[start READING PASSAGE]

Co-Parenting: Helpful Hints by Nicole Helmer Simon, Esq. By Gordon, Tepper, DeCoursey on July 25, 2019

 

Undoubtedly, if you become a party in a divorce action or undergo a separation from your significant other, it will be one of the most traumatic and stressful times of your life.  If there are children involved in the process, the traumatic and stressful nature of it can be multiplied many times over.  Do not be fooled that these stressful times will pass when it’s“all over”, i.e., when your divorce or separation is final.  If you have children, you will have a life-long connection to their other parent even if your divorce or separation is “final”.  I would imagine that no one wants to live a life filled with stress and anxiety over how to parent your child with an ex-spouse or significant other. It is my hope that this article provides some guidance on how to co-parent with your former spouse or significant other such that your stress levels are reduced and your relationships with your children and their other parent are improved.

            Most importantly is the need for cooperation and compromise when dealing with your children’s other parent.  Keep in mind that your children are watching and listening to what the two of you do and say to each other.  While it may be extremely difficult it is absolutely necessary to remain civil with each other, at a minimum in the presence of the children.  Everything from the tone of your voice to your facial expressions and body language can trigger emotional turmoil for your children.

            Encourage, foster and facilitate parenting time with your children and their other parent.  When determining an appropriate schedule, consider the developmental needs of your children based upon their ages, and be cognizant of the fact that the schedule may need to change over the years as the children get older and their needs change.  For example, it is highly unlikely that the same parenting schedule will work for both a toddler who is not yet of school age and a teenager with friends and whom is involved in extracurricular activities.  As parents you need to recognize and accommodate for these changes to allow the children to grow and prosper.  If you are unwilling to compromise and change from time to time, whom are you really punishing?  Your child’s other parent… or your child?

[end READING PASSAGE]

• [WORK INSTRUCTIONS]
• a. What does the co-parenting article list as things that can trigger emotional turmoil for children?
• b. Can you condense the co-parenting article's paragraph beginning "Most importantly is the need for cooperation" into a short bulleted list that keeps its main points?
• c. Write the next part of the co-parenting article, picking up after its last sentence.

[start RECORDS]

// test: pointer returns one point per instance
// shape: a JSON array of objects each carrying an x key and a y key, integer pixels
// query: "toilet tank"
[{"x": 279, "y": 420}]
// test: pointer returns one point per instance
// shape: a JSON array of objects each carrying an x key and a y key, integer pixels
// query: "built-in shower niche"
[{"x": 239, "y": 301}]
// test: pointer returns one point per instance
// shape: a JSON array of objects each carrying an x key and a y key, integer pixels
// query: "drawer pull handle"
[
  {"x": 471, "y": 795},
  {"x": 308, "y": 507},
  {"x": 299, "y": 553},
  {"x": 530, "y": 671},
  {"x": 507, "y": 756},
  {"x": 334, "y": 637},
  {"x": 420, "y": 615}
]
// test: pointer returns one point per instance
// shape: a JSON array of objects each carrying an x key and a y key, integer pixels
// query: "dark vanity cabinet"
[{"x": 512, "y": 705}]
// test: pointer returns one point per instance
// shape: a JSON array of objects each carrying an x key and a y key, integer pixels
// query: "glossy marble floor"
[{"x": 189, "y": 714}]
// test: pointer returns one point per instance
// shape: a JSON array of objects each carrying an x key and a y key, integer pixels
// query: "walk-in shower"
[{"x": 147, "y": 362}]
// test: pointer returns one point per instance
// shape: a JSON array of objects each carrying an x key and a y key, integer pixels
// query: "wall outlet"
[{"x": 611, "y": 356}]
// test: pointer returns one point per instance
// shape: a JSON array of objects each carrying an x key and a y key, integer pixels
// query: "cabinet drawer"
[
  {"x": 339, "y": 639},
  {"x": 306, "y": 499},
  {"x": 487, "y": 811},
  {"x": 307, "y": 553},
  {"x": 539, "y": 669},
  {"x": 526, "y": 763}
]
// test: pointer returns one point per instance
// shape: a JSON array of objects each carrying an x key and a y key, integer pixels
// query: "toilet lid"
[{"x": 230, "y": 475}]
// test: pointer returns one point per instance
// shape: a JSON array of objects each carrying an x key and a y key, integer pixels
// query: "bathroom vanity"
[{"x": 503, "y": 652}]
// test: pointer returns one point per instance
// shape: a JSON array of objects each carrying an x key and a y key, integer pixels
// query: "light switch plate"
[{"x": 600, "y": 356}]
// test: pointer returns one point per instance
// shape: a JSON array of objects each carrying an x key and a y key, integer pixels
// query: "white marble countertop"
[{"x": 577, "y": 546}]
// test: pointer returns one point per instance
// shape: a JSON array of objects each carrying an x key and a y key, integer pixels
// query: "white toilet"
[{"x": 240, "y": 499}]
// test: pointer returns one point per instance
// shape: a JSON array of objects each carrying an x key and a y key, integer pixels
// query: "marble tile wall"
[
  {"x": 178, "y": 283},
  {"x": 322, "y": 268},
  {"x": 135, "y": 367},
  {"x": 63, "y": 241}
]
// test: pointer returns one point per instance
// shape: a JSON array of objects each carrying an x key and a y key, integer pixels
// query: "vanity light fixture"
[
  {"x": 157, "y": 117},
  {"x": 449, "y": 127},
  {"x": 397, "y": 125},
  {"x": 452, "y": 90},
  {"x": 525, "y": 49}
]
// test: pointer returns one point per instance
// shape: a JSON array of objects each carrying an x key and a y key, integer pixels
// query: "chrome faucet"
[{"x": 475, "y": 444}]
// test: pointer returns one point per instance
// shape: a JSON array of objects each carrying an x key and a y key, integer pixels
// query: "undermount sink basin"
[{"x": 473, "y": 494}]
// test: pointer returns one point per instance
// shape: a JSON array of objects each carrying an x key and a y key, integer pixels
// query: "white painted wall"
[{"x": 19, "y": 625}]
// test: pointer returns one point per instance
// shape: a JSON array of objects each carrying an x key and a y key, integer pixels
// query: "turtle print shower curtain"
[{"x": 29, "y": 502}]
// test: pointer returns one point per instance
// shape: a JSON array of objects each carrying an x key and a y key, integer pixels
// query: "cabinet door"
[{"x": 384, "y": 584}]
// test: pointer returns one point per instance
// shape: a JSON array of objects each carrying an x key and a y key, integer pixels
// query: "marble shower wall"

[end RECORDS]

• [ANSWER LIST]
• a.
- Tone of voice
- Facial expressions
- Body language

• b.
- Cooperation and compromise with the children's other parent matter most.
- Children watch and listen to what their parents do and say to each other.
- Parents must stay civil with each other, at least in front of the children, even when it is very hard.
- Tone of voice, facial expressions and body language can all cause emotional turmoil for children.

• c.
            Of course, as it was in your relationship with your former spouse or significant other, communication is key.  Failure to communicate can lead to a severe breakdown in the relationship, which many of us realize too late.  Do not fear that your inability to communicate during your marriage will dictate your ability to communicate with respect to your children.  Children tend to take on a new priority for parents when their access to them may be limited if they are unwilling or unable to communicate with the other parent.  One way in which to look at this new relationship with your children’s other parent is to consider him or her a business colleague.  Just as you would in a business relationship, keep the lines of communication open by checking in on them and following through on promises.

            When it comes to your children, the most important thing you can do for them is to ensure that they know they are loved, not only by you but by their other parent; however, as you know, love is not enough.  Some simple things to keep in mind are that parenting time is meant for your children, not for you, despite the feeling that many parents see it the other way around.  So, if your child is with you for only the weekendbut would really like to have some friends over, allowing the same on an occasional basis may strengthen your bond with your child.  Additionally, there are times when a child needs to have some alone time with you, i.e., no siblings, no significant others.  Just “Mom” and “John” or “Dad” and “Jane”.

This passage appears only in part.